(Detection annotation records)
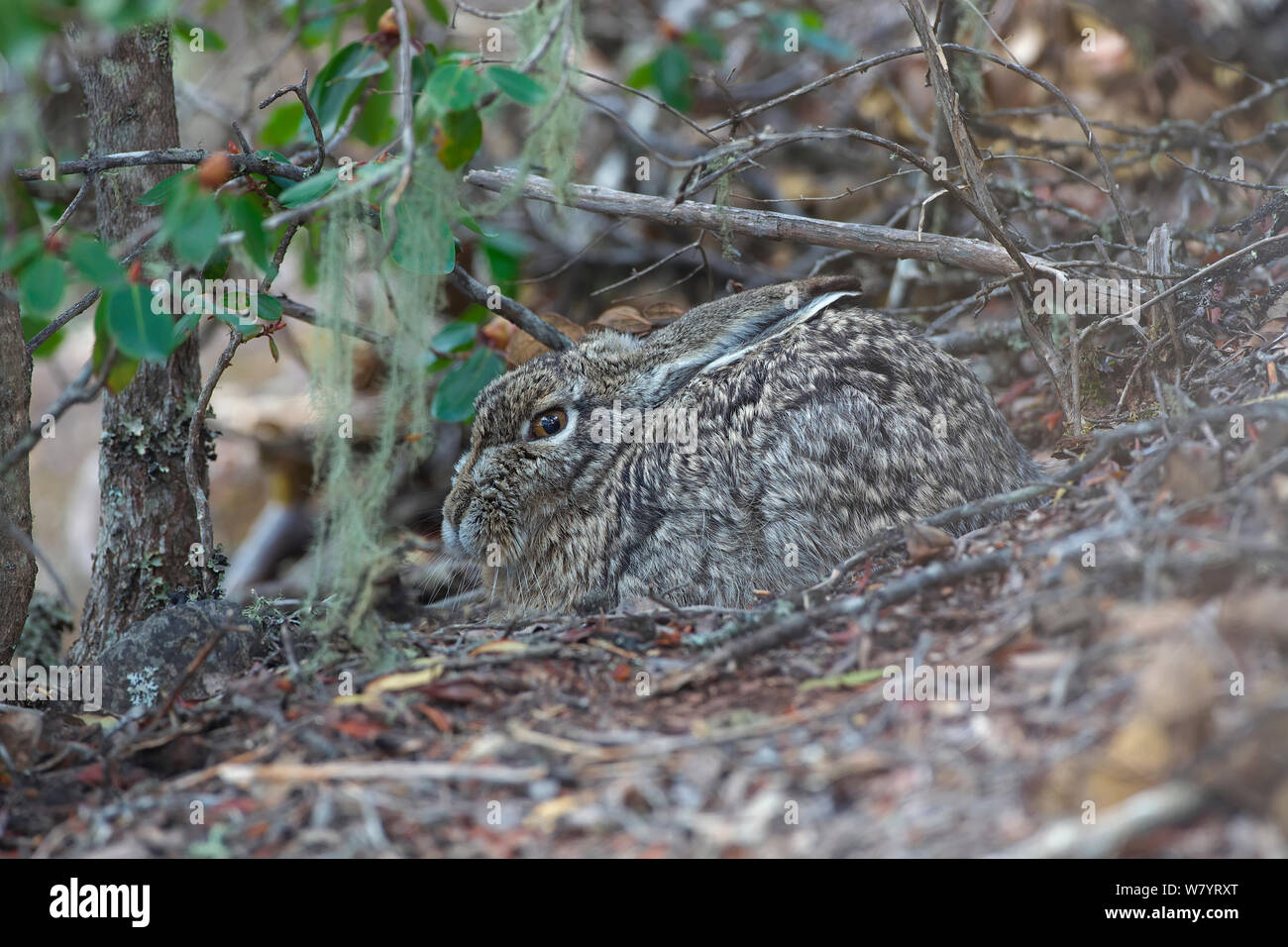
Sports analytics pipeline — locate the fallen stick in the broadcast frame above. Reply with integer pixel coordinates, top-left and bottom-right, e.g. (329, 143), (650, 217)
(465, 168), (1055, 275)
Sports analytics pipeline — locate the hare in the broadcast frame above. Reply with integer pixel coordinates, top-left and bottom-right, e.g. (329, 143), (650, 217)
(443, 277), (1038, 612)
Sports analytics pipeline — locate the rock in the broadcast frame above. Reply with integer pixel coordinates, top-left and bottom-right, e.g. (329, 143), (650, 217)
(97, 599), (268, 714)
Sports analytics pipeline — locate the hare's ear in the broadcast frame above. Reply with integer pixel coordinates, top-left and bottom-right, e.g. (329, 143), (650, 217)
(628, 275), (862, 403)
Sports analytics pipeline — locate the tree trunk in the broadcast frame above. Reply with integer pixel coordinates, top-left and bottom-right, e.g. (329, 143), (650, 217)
(72, 25), (207, 661)
(0, 273), (36, 665)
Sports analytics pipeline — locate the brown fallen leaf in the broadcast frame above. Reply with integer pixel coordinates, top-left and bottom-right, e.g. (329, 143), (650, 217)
(505, 312), (587, 368)
(587, 305), (653, 335)
(903, 522), (954, 566)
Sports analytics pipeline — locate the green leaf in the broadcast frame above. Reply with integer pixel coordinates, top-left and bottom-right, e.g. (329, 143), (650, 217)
(380, 201), (456, 275)
(653, 47), (693, 112)
(438, 108), (483, 171)
(18, 254), (65, 316)
(425, 0), (451, 26)
(165, 192), (223, 267)
(429, 348), (505, 421)
(311, 43), (376, 138)
(255, 292), (282, 322)
(259, 102), (304, 147)
(107, 356), (139, 394)
(277, 167), (340, 207)
(429, 320), (478, 355)
(486, 65), (548, 106)
(67, 237), (125, 290)
(425, 63), (481, 115)
(170, 312), (201, 352)
(353, 71), (396, 147)
(103, 283), (174, 362)
(248, 149), (297, 190)
(228, 194), (273, 269)
(684, 30), (724, 61)
(799, 668), (884, 690)
(134, 168), (193, 207)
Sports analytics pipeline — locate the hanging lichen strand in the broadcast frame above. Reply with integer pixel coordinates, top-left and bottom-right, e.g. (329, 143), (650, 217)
(310, 169), (443, 657)
(484, 0), (584, 213)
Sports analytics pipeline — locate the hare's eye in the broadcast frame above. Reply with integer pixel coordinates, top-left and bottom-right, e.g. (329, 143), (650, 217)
(528, 407), (568, 440)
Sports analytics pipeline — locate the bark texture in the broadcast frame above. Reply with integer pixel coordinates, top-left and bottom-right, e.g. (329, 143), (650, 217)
(72, 25), (207, 661)
(0, 273), (36, 664)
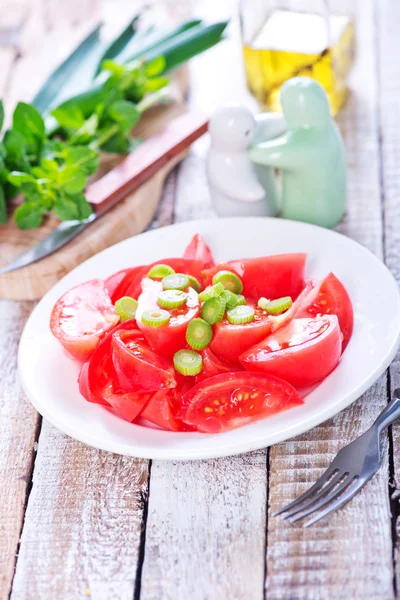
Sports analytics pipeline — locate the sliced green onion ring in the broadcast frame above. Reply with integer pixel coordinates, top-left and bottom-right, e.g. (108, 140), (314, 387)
(115, 296), (138, 321)
(226, 305), (254, 325)
(142, 308), (171, 327)
(157, 290), (187, 308)
(213, 271), (243, 294)
(199, 283), (225, 302)
(265, 296), (293, 315)
(201, 294), (226, 325)
(174, 350), (203, 375)
(147, 263), (175, 280)
(186, 319), (212, 350)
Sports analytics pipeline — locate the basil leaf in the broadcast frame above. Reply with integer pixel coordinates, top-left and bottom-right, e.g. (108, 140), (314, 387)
(108, 100), (141, 133)
(58, 166), (87, 195)
(62, 146), (99, 175)
(7, 171), (36, 187)
(101, 133), (129, 154)
(3, 129), (28, 158)
(14, 202), (44, 229)
(0, 185), (8, 225)
(144, 56), (166, 77)
(13, 102), (45, 141)
(51, 106), (85, 129)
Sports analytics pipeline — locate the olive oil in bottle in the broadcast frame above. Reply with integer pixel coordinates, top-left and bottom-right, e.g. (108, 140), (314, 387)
(243, 10), (355, 114)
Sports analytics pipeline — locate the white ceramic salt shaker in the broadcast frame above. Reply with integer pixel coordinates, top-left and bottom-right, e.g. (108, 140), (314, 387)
(207, 105), (285, 216)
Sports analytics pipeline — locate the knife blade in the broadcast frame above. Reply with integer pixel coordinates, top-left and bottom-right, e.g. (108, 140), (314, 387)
(0, 111), (208, 275)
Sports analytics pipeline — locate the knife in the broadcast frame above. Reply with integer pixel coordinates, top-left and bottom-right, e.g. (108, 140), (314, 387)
(0, 111), (208, 275)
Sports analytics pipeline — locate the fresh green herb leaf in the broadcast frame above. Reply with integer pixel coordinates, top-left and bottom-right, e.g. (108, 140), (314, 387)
(108, 100), (140, 133)
(58, 165), (87, 194)
(144, 56), (166, 77)
(0, 185), (7, 225)
(61, 146), (99, 175)
(51, 105), (85, 129)
(40, 158), (58, 173)
(7, 171), (36, 187)
(101, 132), (129, 154)
(13, 102), (45, 140)
(14, 202), (44, 229)
(0, 100), (4, 131)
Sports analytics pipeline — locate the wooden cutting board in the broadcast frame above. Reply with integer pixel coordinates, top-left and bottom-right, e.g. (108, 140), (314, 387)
(0, 67), (208, 300)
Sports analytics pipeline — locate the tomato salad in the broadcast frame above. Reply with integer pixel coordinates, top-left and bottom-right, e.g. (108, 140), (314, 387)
(50, 234), (353, 433)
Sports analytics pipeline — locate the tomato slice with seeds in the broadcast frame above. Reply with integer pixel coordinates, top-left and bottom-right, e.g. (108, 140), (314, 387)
(183, 233), (215, 269)
(178, 372), (303, 433)
(78, 319), (152, 422)
(195, 348), (241, 383)
(50, 279), (119, 360)
(240, 315), (342, 387)
(203, 253), (307, 300)
(136, 278), (200, 358)
(296, 273), (354, 352)
(210, 300), (274, 363)
(112, 329), (176, 392)
(140, 374), (194, 431)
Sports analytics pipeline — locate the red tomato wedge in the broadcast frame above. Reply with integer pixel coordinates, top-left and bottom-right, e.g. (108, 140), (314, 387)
(270, 281), (315, 333)
(178, 372), (303, 433)
(110, 265), (147, 304)
(203, 253), (307, 300)
(78, 319), (152, 422)
(210, 301), (273, 363)
(112, 329), (176, 392)
(195, 348), (241, 384)
(104, 269), (131, 299)
(136, 278), (200, 358)
(183, 233), (215, 269)
(240, 315), (342, 387)
(50, 279), (119, 360)
(297, 273), (354, 352)
(140, 377), (194, 431)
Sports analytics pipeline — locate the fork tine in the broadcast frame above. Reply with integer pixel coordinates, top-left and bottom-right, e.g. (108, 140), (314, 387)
(303, 473), (374, 527)
(291, 473), (354, 523)
(272, 461), (337, 517)
(283, 471), (347, 519)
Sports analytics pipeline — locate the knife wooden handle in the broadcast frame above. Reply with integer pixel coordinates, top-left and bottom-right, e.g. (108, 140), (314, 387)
(85, 111), (208, 213)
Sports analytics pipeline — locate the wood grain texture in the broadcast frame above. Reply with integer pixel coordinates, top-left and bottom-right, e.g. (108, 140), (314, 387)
(266, 2), (394, 600)
(140, 451), (266, 600)
(8, 75), (180, 600)
(376, 0), (400, 590)
(0, 300), (39, 599)
(0, 9), (39, 599)
(11, 422), (148, 600)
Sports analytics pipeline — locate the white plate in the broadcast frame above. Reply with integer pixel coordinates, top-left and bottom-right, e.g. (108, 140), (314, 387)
(19, 218), (400, 460)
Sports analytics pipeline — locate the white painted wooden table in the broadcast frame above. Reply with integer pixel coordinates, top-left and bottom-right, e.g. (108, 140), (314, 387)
(0, 0), (400, 600)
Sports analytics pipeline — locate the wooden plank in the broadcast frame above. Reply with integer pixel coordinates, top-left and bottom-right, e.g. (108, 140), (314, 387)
(266, 1), (394, 600)
(376, 0), (400, 590)
(11, 422), (148, 600)
(140, 451), (266, 600)
(0, 5), (39, 598)
(0, 301), (39, 598)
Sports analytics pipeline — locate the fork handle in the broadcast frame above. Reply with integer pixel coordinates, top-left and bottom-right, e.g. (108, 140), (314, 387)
(373, 388), (400, 433)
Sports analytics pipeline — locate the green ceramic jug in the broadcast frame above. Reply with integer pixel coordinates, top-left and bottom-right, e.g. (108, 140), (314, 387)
(249, 77), (346, 227)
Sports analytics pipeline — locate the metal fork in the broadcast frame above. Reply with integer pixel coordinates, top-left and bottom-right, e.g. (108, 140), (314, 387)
(273, 388), (400, 527)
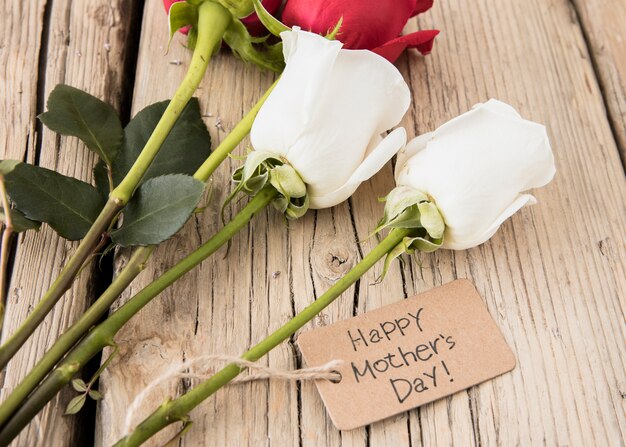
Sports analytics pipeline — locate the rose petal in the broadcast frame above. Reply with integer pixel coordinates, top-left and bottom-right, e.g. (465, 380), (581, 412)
(411, 0), (434, 17)
(372, 30), (439, 62)
(310, 127), (406, 209)
(442, 194), (537, 250)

** Your task **
Rewrite the lines from the one containing "Sports analytics pipeline — locate the tree" through the one containing "(0, 273), (36, 665)", both included, multiplying every pixel coordinate in the answers by 1.05 and rounding to whole numbers with halves going up. Leave the sample coordinates in the wording untouched, and copy everything else unchanged.

** Exercise result **
Sports analytics pipeline — locate the tree trunk in the broadcast frame above. Reply with integer pixel coordinates, top-left and bottom-right, e.g. (329, 143), (650, 217)
(76, 26), (217, 694)
(0, 287), (38, 698)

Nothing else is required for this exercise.